**What needs to be done:** Transcribe the material verbatim in full; the pictures do not belong in the copy.

**Materials provided:**
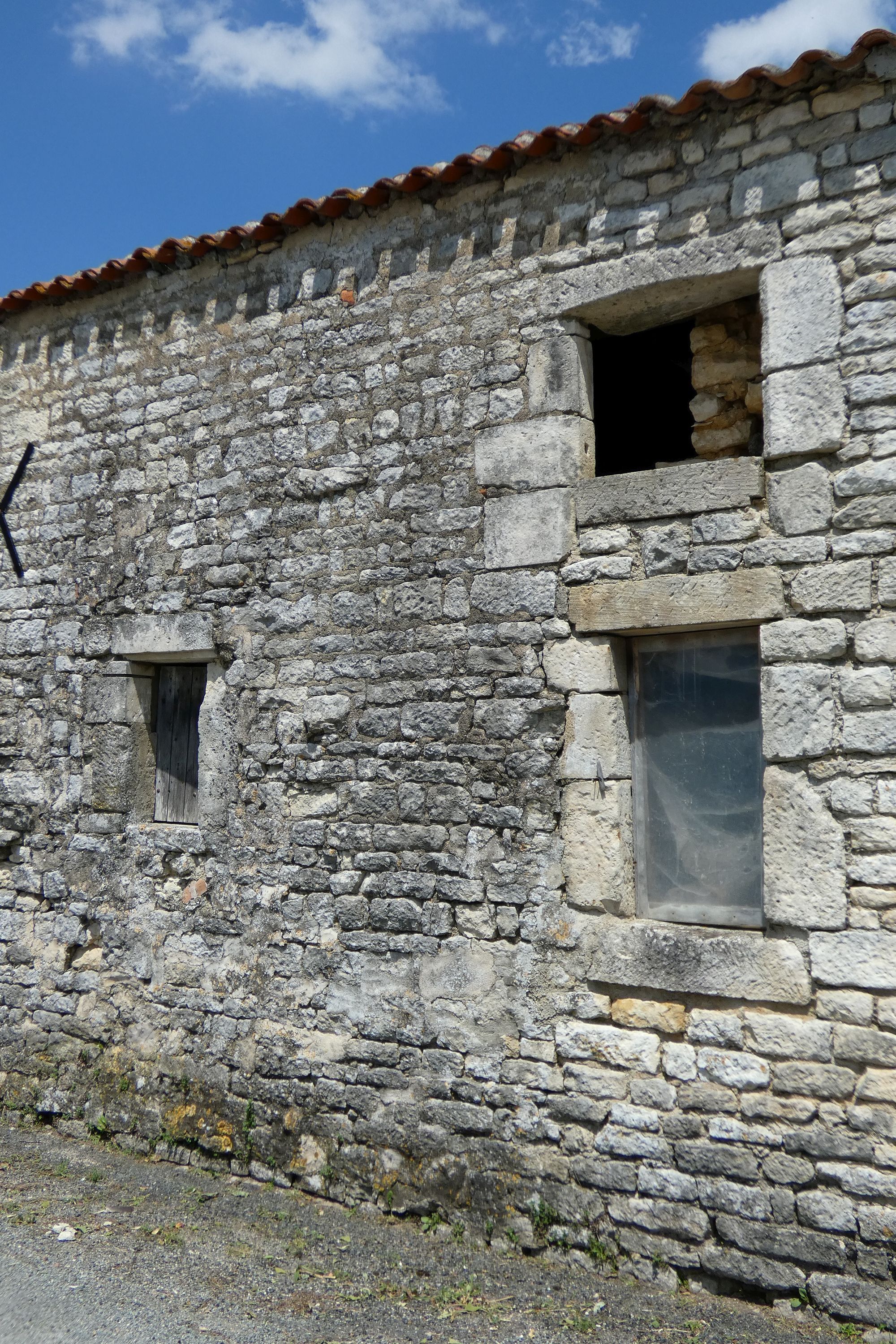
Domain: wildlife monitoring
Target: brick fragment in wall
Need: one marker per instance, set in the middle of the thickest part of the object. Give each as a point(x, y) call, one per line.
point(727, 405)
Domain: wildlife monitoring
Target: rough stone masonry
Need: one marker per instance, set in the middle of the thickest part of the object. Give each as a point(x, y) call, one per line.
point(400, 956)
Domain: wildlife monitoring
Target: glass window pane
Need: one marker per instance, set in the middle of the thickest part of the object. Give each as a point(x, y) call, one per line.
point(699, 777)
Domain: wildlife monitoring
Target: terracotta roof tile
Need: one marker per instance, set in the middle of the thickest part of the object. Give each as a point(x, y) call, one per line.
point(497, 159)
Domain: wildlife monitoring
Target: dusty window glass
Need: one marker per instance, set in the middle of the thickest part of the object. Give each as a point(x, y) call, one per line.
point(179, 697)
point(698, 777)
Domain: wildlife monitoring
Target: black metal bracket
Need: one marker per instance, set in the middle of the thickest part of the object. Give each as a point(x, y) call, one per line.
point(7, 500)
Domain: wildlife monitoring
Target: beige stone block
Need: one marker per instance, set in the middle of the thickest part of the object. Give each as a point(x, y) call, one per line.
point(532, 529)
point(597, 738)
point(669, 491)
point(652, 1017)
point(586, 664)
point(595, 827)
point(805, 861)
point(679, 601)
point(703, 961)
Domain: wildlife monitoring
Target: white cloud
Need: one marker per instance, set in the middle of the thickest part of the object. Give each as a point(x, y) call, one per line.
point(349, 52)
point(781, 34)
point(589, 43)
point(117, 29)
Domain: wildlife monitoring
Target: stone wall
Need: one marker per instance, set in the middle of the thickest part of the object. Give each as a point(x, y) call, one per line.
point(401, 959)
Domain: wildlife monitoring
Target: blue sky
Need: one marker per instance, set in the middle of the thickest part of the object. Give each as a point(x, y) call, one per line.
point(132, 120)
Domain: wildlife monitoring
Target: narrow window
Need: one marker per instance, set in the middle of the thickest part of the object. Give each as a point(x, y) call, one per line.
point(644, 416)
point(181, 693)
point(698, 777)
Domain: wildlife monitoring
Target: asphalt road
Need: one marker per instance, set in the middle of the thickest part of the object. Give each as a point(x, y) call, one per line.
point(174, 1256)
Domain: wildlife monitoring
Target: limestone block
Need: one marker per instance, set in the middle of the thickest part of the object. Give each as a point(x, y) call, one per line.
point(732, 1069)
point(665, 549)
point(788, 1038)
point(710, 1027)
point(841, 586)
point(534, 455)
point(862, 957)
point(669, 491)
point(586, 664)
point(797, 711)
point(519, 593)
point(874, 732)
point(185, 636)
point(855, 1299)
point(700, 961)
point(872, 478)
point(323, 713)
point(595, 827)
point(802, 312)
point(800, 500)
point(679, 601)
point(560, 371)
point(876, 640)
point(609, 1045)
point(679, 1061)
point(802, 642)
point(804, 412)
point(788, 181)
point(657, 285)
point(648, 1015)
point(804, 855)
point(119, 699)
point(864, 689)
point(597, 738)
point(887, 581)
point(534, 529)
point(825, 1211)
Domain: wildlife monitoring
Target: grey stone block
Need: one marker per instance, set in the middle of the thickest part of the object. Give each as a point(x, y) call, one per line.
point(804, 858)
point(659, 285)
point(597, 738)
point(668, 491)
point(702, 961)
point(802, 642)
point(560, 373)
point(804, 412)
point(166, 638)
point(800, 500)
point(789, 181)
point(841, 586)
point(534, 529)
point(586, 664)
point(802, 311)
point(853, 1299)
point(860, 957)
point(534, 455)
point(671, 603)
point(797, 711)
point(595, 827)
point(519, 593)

**Task output:**
Domain: wildlife monitoring
Target: brick fragment in wall
Need: one marker per instance, set in the middle of the thickest part of the object. Give each as a point(x, y) call, one per line.
point(727, 405)
Domain: wildlife monitoring
Target: rough stone masonry
Need: one marker per instance, set in the middle of the thickest part of the object. Give each as a point(x, y) call, one per line.
point(400, 956)
Domain: wildlife monitoring
Target: glass window pane
Need: one marker per instance, set in the middle of the thickest part of the object. Give each as a point(x, y) call, one per line.
point(699, 777)
Domain: wildlife monitoring
Target: terracotta roof tile
Need: one marker per instance, set in the middle of the thickest part of the object. Give each as a point(x, y) call, one per line.
point(497, 159)
Domain: wildlife monitoring
Target: dusty window glass
Need: one marker per instance, set in the middle of the thickest part of the object. Give each as a point(x, y) call, one per line.
point(179, 697)
point(698, 777)
Domain: wildlife monitoring
Target: black metal bracket
Need: one marker per instance, set in the middle of the thickest part of the object. Give each as a point(x, y) call, one per line.
point(7, 500)
Domain: wildlife monitoring
Target: beige stone block
Need: one marker per instance, set in the middle of the thickest part of the object. Give each as a point(x, y) call, one per line.
point(532, 529)
point(597, 738)
point(669, 491)
point(652, 1017)
point(586, 664)
point(595, 827)
point(805, 861)
point(679, 601)
point(703, 961)
Domain: wildlife monitoring
Target: white cloud
Need: one marker per instance, set in the middle of the thickest part of the object. Give each as a point(x, y) call, one per line.
point(349, 52)
point(781, 34)
point(589, 43)
point(117, 29)
Domain: wildlife monitoring
Target: stone wall
Need: one marker per instance, set in the middle of the thickest part of the object. Give each as a point(x, y) call, one per line.
point(401, 959)
Domain: wildlife monitoring
Target: blue sky
Need: one marker per instance, set in the middle of the thickest part of the object. Give each as a point(x, y) call, one per line.
point(132, 120)
Domain: wildlife monitoring
Target: narrow window
Need: one marker per instance, set in the middle of the thickest part of the object. Give each as a point(x, y) call, one per line.
point(644, 416)
point(181, 693)
point(698, 777)
Domain: wildlife monitoring
Target: asphalt road
Need: one marker per instance, set in the middle of the thickest part of the object. Give each as a point(x, y) call, one per line.
point(174, 1256)
Domain: wildlife monitoring
Target: limestone block
Need: one marker per instance, set in the middle of the thickest part of the object. Give each as a point(x, y) call, one per line.
point(732, 1069)
point(665, 549)
point(788, 1038)
point(710, 1027)
point(841, 586)
point(534, 455)
point(862, 957)
point(669, 491)
point(586, 664)
point(797, 711)
point(519, 593)
point(874, 732)
point(185, 636)
point(855, 1299)
point(700, 961)
point(872, 478)
point(323, 713)
point(595, 827)
point(802, 312)
point(800, 500)
point(679, 601)
point(560, 371)
point(876, 640)
point(609, 1045)
point(679, 1061)
point(802, 642)
point(804, 412)
point(788, 181)
point(657, 285)
point(648, 1015)
point(804, 855)
point(119, 699)
point(864, 689)
point(597, 738)
point(887, 581)
point(534, 529)
point(825, 1211)
Domain: wildlife monitoring
Target: grey stone block
Need: one marker per instance, set in the middle of the thickest part of the object. Give each as a point(x, y) call, one per line.
point(804, 858)
point(659, 285)
point(597, 738)
point(668, 491)
point(702, 961)
point(802, 642)
point(560, 373)
point(804, 412)
point(166, 638)
point(800, 500)
point(789, 181)
point(841, 586)
point(534, 529)
point(586, 664)
point(802, 311)
point(853, 1299)
point(860, 957)
point(534, 455)
point(671, 603)
point(797, 711)
point(595, 827)
point(519, 593)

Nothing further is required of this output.